### What to work on
Reproduce the rows verbatim from the first one through the line containing "[421,320,788,513]", including both ends.

== Supplied entries

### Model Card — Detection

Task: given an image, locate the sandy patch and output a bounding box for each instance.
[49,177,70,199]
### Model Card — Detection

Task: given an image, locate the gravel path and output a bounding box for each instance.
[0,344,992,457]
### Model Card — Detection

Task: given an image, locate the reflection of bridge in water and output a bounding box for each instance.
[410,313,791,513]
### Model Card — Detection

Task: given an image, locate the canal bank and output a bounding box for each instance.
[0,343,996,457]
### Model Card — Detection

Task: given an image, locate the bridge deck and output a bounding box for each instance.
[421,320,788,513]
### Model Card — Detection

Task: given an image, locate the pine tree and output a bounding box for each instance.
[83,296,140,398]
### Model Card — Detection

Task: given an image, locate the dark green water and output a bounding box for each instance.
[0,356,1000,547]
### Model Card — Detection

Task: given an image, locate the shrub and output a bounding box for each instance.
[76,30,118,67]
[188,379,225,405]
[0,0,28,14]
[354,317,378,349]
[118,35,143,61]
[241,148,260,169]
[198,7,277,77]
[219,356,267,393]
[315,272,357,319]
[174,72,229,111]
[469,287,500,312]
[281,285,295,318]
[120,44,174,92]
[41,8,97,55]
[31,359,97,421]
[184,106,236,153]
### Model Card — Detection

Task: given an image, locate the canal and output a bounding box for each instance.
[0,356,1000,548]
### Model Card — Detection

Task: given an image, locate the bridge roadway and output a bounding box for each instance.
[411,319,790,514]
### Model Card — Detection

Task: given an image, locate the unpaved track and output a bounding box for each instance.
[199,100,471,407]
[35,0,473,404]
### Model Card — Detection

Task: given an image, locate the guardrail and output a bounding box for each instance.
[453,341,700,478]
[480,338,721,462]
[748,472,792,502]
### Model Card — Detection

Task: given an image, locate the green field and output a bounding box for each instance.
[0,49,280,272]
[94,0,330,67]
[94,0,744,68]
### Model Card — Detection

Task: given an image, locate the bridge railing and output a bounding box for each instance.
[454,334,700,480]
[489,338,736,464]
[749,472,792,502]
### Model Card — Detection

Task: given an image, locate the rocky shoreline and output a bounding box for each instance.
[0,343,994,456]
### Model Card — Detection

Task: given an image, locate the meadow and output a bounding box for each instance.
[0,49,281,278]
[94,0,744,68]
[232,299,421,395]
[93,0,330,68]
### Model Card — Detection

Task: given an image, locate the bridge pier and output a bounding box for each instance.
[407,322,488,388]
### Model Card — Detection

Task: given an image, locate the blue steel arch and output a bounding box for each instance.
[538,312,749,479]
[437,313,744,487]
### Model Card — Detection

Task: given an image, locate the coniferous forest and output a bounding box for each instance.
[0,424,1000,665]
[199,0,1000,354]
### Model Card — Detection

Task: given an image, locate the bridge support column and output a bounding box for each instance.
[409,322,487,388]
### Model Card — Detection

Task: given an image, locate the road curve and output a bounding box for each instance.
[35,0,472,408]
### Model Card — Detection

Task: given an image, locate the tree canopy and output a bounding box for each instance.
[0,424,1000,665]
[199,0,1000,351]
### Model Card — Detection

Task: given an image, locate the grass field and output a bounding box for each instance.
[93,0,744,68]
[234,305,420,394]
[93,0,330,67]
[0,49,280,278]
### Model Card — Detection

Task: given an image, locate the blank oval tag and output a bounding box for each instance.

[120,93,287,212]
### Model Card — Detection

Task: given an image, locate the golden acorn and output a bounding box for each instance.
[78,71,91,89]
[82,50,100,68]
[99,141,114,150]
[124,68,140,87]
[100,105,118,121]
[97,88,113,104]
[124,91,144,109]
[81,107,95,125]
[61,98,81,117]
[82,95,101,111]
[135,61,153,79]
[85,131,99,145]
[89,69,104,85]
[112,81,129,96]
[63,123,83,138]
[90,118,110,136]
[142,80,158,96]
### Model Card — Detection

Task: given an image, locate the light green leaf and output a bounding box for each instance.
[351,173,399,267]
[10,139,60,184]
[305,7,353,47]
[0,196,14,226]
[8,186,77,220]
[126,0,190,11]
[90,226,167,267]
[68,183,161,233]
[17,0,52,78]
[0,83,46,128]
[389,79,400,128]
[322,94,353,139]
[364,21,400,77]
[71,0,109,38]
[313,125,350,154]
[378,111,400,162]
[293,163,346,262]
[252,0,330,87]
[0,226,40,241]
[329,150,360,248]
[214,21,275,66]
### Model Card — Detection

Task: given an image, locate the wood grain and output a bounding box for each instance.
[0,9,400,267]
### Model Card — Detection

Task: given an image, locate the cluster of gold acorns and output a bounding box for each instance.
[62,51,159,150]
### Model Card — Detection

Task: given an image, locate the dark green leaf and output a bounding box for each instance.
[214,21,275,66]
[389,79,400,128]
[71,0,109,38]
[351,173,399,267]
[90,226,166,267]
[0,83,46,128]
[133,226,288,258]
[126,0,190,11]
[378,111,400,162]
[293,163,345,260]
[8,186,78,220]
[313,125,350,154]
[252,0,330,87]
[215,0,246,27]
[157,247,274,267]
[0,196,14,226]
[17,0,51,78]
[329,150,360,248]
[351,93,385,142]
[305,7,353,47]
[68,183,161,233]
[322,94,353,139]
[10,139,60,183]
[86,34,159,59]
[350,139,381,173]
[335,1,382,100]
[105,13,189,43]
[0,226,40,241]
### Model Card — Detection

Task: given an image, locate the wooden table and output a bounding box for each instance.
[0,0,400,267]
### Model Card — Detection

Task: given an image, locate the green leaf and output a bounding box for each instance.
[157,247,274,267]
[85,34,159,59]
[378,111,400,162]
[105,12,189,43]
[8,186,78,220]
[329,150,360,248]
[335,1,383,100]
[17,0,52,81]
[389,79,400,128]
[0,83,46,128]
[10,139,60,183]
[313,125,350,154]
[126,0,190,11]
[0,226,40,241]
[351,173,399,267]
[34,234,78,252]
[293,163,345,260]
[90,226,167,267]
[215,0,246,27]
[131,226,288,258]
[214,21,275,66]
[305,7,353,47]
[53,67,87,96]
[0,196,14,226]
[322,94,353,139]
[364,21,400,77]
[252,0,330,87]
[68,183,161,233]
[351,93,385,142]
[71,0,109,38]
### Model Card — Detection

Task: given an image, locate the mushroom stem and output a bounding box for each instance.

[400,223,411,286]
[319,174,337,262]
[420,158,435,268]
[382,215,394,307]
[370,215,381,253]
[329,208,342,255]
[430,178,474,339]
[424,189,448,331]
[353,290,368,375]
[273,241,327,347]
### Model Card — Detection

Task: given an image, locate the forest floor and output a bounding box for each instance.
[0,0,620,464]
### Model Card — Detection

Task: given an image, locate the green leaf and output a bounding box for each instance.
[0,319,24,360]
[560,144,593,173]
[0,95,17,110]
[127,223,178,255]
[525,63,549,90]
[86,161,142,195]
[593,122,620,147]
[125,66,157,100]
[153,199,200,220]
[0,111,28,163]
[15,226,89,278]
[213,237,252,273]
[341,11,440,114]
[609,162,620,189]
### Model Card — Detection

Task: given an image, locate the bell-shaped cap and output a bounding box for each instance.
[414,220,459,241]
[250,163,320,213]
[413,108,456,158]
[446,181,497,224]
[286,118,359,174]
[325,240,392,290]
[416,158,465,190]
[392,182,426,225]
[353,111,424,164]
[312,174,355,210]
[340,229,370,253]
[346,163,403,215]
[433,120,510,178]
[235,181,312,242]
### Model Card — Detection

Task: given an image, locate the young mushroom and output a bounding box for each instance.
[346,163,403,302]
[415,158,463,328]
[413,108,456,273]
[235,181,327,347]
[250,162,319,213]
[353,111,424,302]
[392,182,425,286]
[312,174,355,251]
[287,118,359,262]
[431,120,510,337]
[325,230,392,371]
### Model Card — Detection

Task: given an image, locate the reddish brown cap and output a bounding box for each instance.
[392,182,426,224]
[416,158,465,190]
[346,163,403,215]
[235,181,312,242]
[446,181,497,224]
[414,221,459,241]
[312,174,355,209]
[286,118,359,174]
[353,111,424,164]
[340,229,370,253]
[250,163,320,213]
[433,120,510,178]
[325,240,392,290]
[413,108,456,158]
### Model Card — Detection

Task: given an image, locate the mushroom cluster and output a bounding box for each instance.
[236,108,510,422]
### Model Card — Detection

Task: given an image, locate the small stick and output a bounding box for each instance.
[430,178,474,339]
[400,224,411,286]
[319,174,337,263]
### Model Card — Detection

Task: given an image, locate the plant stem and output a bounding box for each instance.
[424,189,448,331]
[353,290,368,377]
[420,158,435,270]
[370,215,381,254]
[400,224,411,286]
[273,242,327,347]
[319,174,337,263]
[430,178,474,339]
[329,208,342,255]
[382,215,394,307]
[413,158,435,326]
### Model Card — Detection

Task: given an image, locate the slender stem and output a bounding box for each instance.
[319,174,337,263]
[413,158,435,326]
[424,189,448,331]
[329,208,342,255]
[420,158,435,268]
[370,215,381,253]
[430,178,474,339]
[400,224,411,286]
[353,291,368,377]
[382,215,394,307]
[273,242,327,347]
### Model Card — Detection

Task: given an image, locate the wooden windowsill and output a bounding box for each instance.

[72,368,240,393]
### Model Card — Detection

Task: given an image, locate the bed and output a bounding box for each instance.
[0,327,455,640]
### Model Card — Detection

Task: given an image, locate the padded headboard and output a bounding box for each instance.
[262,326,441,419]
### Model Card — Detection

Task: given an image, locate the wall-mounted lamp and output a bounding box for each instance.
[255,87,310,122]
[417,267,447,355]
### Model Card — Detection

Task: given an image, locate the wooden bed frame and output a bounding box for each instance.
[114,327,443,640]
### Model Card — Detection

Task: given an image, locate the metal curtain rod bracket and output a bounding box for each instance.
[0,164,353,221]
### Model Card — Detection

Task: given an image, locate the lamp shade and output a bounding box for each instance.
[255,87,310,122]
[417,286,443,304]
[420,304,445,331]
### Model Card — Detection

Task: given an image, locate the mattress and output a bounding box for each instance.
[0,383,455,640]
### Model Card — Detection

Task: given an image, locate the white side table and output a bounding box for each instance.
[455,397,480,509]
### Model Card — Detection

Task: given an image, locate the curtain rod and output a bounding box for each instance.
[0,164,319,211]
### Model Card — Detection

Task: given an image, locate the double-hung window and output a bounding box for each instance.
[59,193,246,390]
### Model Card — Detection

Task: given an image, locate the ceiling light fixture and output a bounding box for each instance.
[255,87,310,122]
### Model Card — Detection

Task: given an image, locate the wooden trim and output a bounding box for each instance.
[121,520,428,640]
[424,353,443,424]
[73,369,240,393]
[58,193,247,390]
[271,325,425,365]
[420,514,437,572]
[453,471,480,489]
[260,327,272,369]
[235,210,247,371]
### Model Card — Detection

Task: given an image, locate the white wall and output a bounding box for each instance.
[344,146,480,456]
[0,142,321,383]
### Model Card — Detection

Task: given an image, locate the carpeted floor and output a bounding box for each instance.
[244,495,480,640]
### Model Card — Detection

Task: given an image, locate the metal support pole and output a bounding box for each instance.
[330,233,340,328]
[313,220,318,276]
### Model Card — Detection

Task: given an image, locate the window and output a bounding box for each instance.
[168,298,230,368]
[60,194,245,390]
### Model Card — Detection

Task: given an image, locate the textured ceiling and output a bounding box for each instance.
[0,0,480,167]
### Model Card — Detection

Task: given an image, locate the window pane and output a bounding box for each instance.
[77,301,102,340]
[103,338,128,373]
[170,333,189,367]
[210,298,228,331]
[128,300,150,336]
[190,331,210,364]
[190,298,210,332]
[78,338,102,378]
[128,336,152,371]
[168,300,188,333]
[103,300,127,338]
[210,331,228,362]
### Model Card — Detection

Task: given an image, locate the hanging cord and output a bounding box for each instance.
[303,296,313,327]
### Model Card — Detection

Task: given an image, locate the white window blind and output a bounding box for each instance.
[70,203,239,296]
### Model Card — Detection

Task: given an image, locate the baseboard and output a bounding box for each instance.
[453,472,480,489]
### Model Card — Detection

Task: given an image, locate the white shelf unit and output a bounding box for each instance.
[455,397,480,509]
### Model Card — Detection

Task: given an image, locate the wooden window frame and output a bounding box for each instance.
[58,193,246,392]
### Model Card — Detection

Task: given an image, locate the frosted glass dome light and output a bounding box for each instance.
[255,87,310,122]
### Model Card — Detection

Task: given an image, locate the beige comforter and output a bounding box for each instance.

====

### Output for this exercise
### Model Card — Detection

Task: given an image, locate the sandy patch and output a bounding box for each instance.
[49,177,70,199]
### Model Card — Detection

Task: given an image, locate the gravel path and output a bounding box for each instance.
[0,344,992,457]
### Model Card — Detection

Task: given an image, locate the reflection of bridge in water and output a bounding box for each instance.
[410,313,791,513]
### Model Card — Detection

Task: given an image, locate the canal bank and output a bounding box for each instance.
[0,343,996,457]
### Model Card — Detection

Task: given an image, locate the bridge deck and output a bounding box for each instance.
[421,320,788,513]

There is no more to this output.